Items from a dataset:
┌──
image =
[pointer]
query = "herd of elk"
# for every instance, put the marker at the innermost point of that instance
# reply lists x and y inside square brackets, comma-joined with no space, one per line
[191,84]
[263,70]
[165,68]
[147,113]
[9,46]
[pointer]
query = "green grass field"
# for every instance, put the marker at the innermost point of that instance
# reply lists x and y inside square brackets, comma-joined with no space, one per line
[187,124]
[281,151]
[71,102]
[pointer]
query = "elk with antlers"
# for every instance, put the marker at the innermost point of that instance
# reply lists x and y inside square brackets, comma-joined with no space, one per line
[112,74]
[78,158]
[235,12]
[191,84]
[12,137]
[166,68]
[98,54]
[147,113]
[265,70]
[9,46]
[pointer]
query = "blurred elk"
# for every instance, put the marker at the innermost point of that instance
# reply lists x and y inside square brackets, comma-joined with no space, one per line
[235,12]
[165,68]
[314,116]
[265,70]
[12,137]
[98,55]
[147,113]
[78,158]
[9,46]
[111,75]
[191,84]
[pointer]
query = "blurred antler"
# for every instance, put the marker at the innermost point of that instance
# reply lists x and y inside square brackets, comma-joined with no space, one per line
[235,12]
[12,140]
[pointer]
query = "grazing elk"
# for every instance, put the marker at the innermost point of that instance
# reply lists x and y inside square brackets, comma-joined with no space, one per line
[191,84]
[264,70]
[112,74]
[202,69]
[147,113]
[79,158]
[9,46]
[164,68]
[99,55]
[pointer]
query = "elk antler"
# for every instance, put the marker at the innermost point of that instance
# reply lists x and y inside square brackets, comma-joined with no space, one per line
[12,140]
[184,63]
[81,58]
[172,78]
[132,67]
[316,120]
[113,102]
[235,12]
└──
§ THE REQUEST
Rewrite the records above with every occurrence of "marker" replaced by "dot", keeping all other text unchanged.

§ RESULT OF THE EXERCISE
image =
[pointer]
query = "herd of elk"
# for every instance, put the dot at the innermost point of that instance
# reply lists x and y inside square brackets, comma-joined with no space, one per line
[191,84]
[263,70]
[165,68]
[147,113]
[9,46]
[pointer]
query = "green grass field"
# for every instance, put the dot at the innermost point of that instance
# reply lists x and y inside square brackets, comma-joined with no space, one per line
[187,124]
[281,151]
[71,102]
[pointer]
query = "elk with antlers"
# for every instance, put the dot at the innermost point of that instance
# reply lists x and y inside square brackets, comma-joined with no space, one per line
[112,74]
[78,158]
[235,12]
[191,84]
[12,137]
[166,68]
[98,54]
[147,113]
[265,70]
[9,46]
[pointer]
query = "blurred elk"
# for every instance, put the dot at the innermost point of that instance
# reply lists x and y inside square brackets, comma-joined with no space, one per line
[235,12]
[165,68]
[314,116]
[265,70]
[12,137]
[98,55]
[147,113]
[78,158]
[9,46]
[111,75]
[191,84]
[pointer]
query = "blurred antler"
# for every instance, put the dot at the innermost point of that instance
# reply lists x and y inside square brackets, comma-joined with no space, one per line
[235,12]
[12,140]
[pointer]
query = "grazing elk"
# for every instance, put the dot at the innermost point of that instance
# reply lists x and y inside square brackets, comma-joined with no space, one per line
[191,84]
[264,70]
[112,74]
[202,69]
[147,113]
[79,158]
[9,46]
[164,68]
[99,55]
[pointer]
query = "elk antler"
# for every instance, put the dot at the innermost point of that instance
# reply lists x and y inside square brackets, comma-joined with no space, one per line
[12,140]
[184,63]
[81,58]
[172,78]
[132,67]
[316,120]
[113,102]
[235,12]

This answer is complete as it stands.